## ACTION ITEM A
Answer these questions from the restaurant survey, marking each answer (i), (ii), (iii):
(i) How many restaurant operators took part in the survey?
(ii) What share of operators think their restaurant will be more profitable in 2023 than in 2022?
(iii) What share of operators say their restaurant lacks enough employees to support its existing customer demand?
## ACTION ITEM B
Reproduce the passage of the restaurant survey between "13% of operators" and "about the same.", inclusive.

## EXTRACT
Restaurant Business Conditions Survey – December 2022

From the National Restaurant Association, national survey of 3,000 restaurant operators conducted in November 2022 

Elevated costs continue to negatively impact restaurants 

Elevated costs across all parts of the operation are creating significant challenges for restaurants. Restaurant operators took a number of actions in recent months as a result of higher costs

➤ 87% of restaurants increased menu prices, while 59% changed the food and beverage items that it 

offered on the menu 

48% of restaurants reduced hours of operation on days that it is open, while 32% closed on days that it would normally be open 

38% of operators say they postponed plans for expansion 

➤ 35% of operators say they stopped operating at full capacity 

32% of restaurants cut staffing levels, while 19% postponed plans for new hiring 

➤ 21% of operators say they incorporated more technology into their restaurant 

13% of operators say they eliminated third-party delivery 

Profitability is expected to remain challenged in 2023 

Despite the wide variety of mitigating actions taken to address higher costs, a strong majority of restaurant operators do not expect their profitability to improve in 2023. Only 16% of operators think their restaurant will be more profitable in 2023 than it was in 2022. 50% think they will be less profitable in 2023, while 34% expect their profitability to remain about the same. 

Restaurants will continue expanding payrolls – unless business conditions deteriorate 

Although the industry added back many of the jobs lost during the pandemic, a majority of restaurants remain understaffed. 62% of operators say their restaurant currently does not have enough employees to support its existing customer demand.

Items from a data source

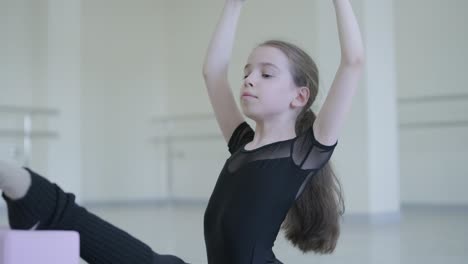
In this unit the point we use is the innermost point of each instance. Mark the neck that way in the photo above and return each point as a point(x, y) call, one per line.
point(270, 131)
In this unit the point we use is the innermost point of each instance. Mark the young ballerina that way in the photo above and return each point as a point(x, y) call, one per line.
point(276, 176)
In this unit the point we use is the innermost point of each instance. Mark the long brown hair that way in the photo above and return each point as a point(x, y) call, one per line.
point(313, 222)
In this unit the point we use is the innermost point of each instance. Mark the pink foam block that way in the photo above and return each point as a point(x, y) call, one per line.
point(39, 247)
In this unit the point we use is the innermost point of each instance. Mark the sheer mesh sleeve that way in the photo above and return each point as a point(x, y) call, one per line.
point(242, 135)
point(309, 154)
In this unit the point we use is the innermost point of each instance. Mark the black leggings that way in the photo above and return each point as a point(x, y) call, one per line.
point(48, 207)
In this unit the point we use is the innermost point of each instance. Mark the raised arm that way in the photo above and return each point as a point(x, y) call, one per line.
point(215, 70)
point(338, 101)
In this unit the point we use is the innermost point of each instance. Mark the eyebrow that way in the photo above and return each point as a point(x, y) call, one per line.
point(263, 64)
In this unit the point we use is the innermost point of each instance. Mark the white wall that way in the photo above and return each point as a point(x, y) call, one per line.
point(142, 59)
point(124, 79)
point(433, 100)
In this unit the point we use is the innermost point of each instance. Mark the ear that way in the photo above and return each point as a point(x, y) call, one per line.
point(302, 96)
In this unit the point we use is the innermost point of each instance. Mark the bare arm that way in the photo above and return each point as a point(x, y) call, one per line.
point(215, 70)
point(338, 101)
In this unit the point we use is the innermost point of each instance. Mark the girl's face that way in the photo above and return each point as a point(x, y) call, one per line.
point(268, 89)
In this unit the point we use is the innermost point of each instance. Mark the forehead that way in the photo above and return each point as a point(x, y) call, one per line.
point(267, 54)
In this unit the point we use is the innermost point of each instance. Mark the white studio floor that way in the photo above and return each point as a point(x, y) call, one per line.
point(423, 235)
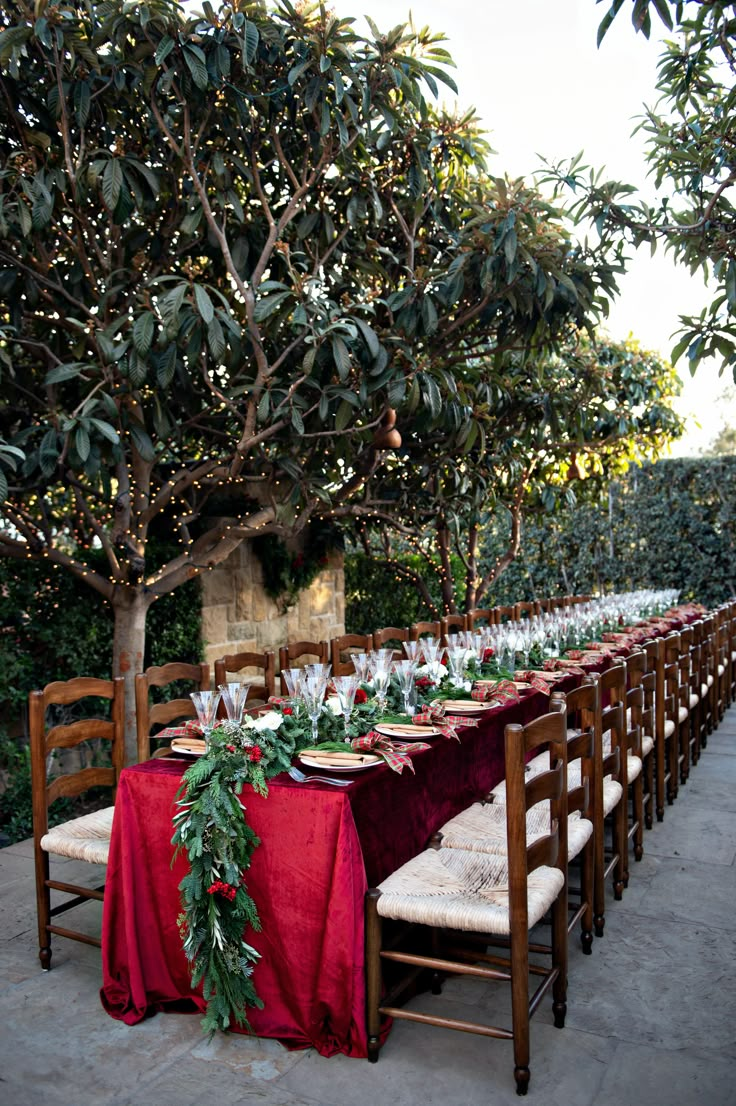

## EXERCISE RESULT A
(i) 3,000
(ii) 16%
(iii) 62%

## EXERCISE RESULT B
13% of operators say they eliminated third-party delivery 

Profitability is expected to remain challenged in 2023 

Despite the wide variety of mitigating actions taken to address higher costs, a strong majority of restaurant operators do not expect their profitability to improve in 2023. Only 16% of operators think their restaurant will be more profitable in 2023 than it was in 2022. 50% think they will be less profitable in 2023, while 34% expect their profitability to remain about the same.